-- Action item --
Using the listing below, keep only the lines with the word "parts" and copy them.

-- Information given --
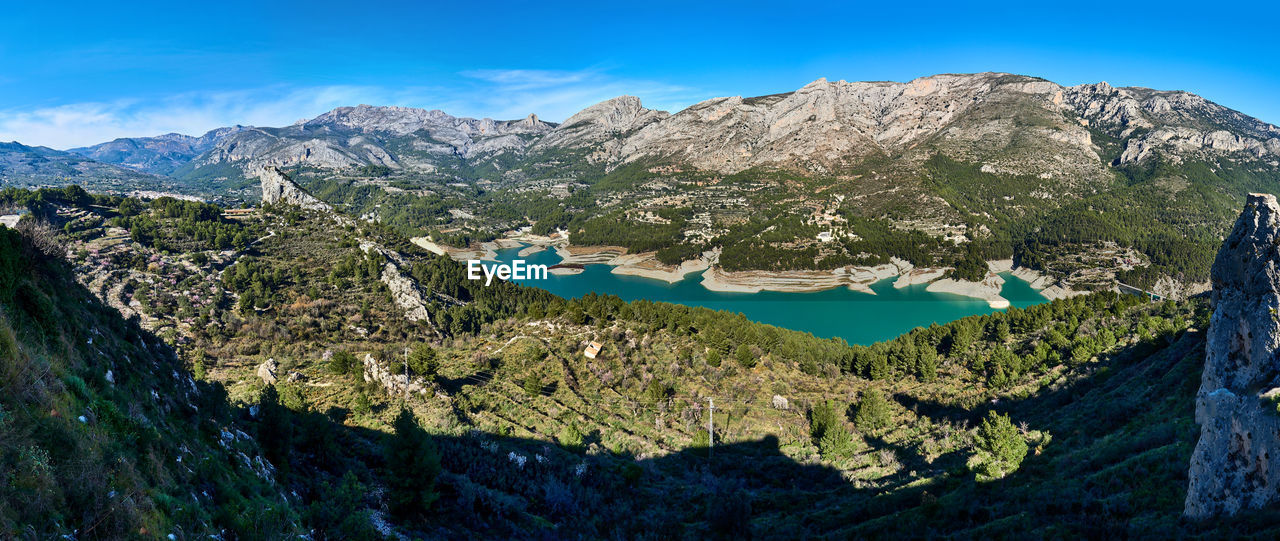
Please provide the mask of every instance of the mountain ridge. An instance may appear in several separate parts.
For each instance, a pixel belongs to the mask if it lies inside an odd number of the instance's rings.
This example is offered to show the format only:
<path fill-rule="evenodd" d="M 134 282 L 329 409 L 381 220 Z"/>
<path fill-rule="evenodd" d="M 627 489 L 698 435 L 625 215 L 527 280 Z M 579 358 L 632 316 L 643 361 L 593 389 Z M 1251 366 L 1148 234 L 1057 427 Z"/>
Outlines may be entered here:
<path fill-rule="evenodd" d="M 1022 111 L 1022 113 L 1019 113 Z M 1019 126 L 1025 120 L 1041 124 Z M 1066 115 L 1071 118 L 1053 118 Z M 976 115 L 976 116 L 974 116 Z M 974 118 L 966 118 L 974 116 Z M 1010 122 L 1012 121 L 1012 122 Z M 1034 174 L 1043 160 L 1009 150 L 1016 139 L 1038 142 L 1028 153 L 1066 152 L 1064 174 L 1099 177 L 1089 130 L 1124 140 L 1118 163 L 1156 155 L 1214 153 L 1280 157 L 1280 129 L 1196 94 L 1106 82 L 1064 86 L 999 72 L 938 74 L 907 82 L 819 78 L 785 93 L 716 97 L 669 113 L 619 96 L 588 106 L 564 123 L 536 115 L 520 120 L 455 117 L 439 109 L 338 107 L 290 126 L 232 126 L 200 137 L 166 134 L 120 138 L 70 149 L 97 161 L 180 178 L 219 177 L 229 166 L 305 164 L 328 169 L 381 166 L 447 172 L 450 162 L 493 161 L 560 149 L 588 149 L 589 160 L 616 167 L 671 159 L 721 173 L 754 166 L 829 173 L 877 155 L 918 161 L 928 152 L 986 159 L 998 170 Z M 995 146 L 984 139 L 996 136 Z M 1009 163 L 1001 164 L 1005 161 Z M 226 173 L 226 171 L 221 171 Z M 222 175 L 225 176 L 225 175 Z"/>

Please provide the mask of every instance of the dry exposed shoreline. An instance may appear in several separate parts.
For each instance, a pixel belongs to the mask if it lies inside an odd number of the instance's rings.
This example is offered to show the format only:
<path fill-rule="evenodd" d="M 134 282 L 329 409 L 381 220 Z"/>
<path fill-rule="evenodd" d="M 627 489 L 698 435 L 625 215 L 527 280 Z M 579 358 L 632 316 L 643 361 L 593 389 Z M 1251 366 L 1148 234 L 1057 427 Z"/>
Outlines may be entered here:
<path fill-rule="evenodd" d="M 609 265 L 614 274 L 640 276 L 654 280 L 675 283 L 684 280 L 691 273 L 706 271 L 702 274 L 702 286 L 711 291 L 758 293 L 761 291 L 781 292 L 813 292 L 847 287 L 875 295 L 871 285 L 887 278 L 897 277 L 893 287 L 902 288 L 911 285 L 928 284 L 928 291 L 950 293 L 987 301 L 992 308 L 1009 307 L 1008 299 L 1000 296 L 1004 278 L 1000 273 L 1009 272 L 1013 276 L 1025 280 L 1040 294 L 1049 300 L 1072 297 L 1084 292 L 1075 291 L 1056 280 L 1027 268 L 1014 268 L 1013 260 L 988 261 L 989 272 L 979 282 L 944 278 L 949 267 L 918 268 L 907 261 L 897 258 L 890 263 L 874 267 L 841 267 L 828 271 L 726 271 L 717 262 L 719 250 L 703 253 L 680 265 L 666 265 L 657 259 L 656 252 L 628 254 L 621 246 L 573 246 L 565 238 L 552 238 L 535 235 L 521 235 L 514 238 L 499 239 L 480 245 L 479 249 L 453 248 L 434 243 L 426 238 L 412 239 L 414 244 L 433 253 L 448 255 L 454 260 L 466 261 L 480 259 L 495 261 L 496 250 L 524 246 L 519 257 L 554 249 L 560 256 L 560 263 L 551 268 L 552 274 L 578 274 L 582 265 Z"/>

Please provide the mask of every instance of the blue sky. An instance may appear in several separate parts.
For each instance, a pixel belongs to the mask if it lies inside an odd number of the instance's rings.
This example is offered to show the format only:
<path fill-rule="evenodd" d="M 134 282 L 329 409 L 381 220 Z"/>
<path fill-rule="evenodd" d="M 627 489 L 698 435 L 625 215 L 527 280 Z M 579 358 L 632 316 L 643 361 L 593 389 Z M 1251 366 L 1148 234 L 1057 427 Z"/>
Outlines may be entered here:
<path fill-rule="evenodd" d="M 558 121 L 621 94 L 674 111 L 819 77 L 976 71 L 1188 90 L 1280 122 L 1280 10 L 1264 5 L 258 4 L 6 6 L 0 141 L 278 126 L 360 103 Z"/>

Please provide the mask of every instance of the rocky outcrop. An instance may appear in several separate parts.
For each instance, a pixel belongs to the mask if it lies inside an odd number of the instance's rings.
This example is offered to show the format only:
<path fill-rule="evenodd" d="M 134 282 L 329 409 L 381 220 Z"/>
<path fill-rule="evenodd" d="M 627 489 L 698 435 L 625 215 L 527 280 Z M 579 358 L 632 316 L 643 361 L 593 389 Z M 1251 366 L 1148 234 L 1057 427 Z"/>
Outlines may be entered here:
<path fill-rule="evenodd" d="M 1200 441 L 1185 514 L 1280 500 L 1280 205 L 1253 194 L 1214 260 L 1213 317 L 1196 394 Z"/>
<path fill-rule="evenodd" d="M 423 384 L 422 380 L 408 377 L 401 367 L 400 371 L 395 370 L 395 366 L 383 366 L 373 355 L 365 354 L 364 356 L 364 380 L 376 382 L 386 389 L 389 394 L 400 396 L 407 392 L 425 395 L 432 392 L 430 386 Z"/>
<path fill-rule="evenodd" d="M 262 180 L 263 203 L 296 205 L 310 210 L 333 210 L 328 203 L 307 193 L 276 167 L 266 166 L 259 169 L 258 178 Z"/>
<path fill-rule="evenodd" d="M 267 385 L 275 385 L 276 371 L 279 369 L 280 364 L 275 359 L 267 359 L 267 362 L 258 365 L 258 377 Z"/>
<path fill-rule="evenodd" d="M 391 290 L 391 298 L 395 300 L 396 306 L 404 309 L 405 319 L 431 322 L 431 316 L 427 313 L 426 297 L 422 294 L 422 290 L 417 282 L 401 274 L 400 268 L 395 263 L 387 263 L 382 267 L 382 283 Z"/>
<path fill-rule="evenodd" d="M 619 96 L 602 101 L 569 117 L 538 147 L 586 146 L 606 143 L 624 134 L 658 122 L 671 114 L 647 109 L 635 96 Z M 612 150 L 612 146 L 609 149 Z"/>
<path fill-rule="evenodd" d="M 387 290 L 391 293 L 391 300 L 404 310 L 404 317 L 409 321 L 425 321 L 427 325 L 435 331 L 435 323 L 431 321 L 431 314 L 427 311 L 427 300 L 429 294 L 423 291 L 418 282 L 409 276 L 405 276 L 400 272 L 402 266 L 406 264 L 404 256 L 394 250 L 388 250 L 370 241 L 360 241 L 360 250 L 364 252 L 373 252 L 380 254 L 386 258 L 386 263 L 382 266 L 381 280 L 386 284 Z M 441 295 L 446 301 L 454 301 L 452 297 Z"/>
<path fill-rule="evenodd" d="M 999 274 L 989 272 L 986 278 L 983 278 L 980 282 L 943 278 L 929 284 L 926 291 L 982 299 L 987 301 L 988 306 L 1002 310 L 1009 307 L 1009 300 L 1000 296 L 1000 290 L 1003 286 L 1004 278 L 1001 278 Z"/>

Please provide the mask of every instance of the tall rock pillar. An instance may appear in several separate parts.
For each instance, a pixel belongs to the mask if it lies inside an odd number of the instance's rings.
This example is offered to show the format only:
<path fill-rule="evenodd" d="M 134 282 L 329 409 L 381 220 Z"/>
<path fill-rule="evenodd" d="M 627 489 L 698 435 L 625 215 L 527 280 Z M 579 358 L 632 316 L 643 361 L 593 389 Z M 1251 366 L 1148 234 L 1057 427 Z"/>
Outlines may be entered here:
<path fill-rule="evenodd" d="M 1200 441 L 1184 514 L 1280 500 L 1280 205 L 1250 194 L 1213 262 L 1213 318 L 1196 394 Z"/>

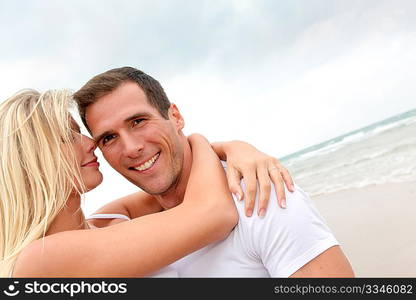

-- Answer for the task --
Please provide the mask of every instance of the mountain ridge. An instance may appear in several separate parts.
Please provide the mask of every instance of the dry exposed shoreline. An instance may appear in several separate parts.
Please provide the mask of every instance of the blue sky. An instance may appear in several separate parts.
Please provide the mask of every instance of the rocky outcrop. An instance may appear in several separate parts.
Please provide the mask of every instance of the tall rock pillar. An instance may appear in several separate parts.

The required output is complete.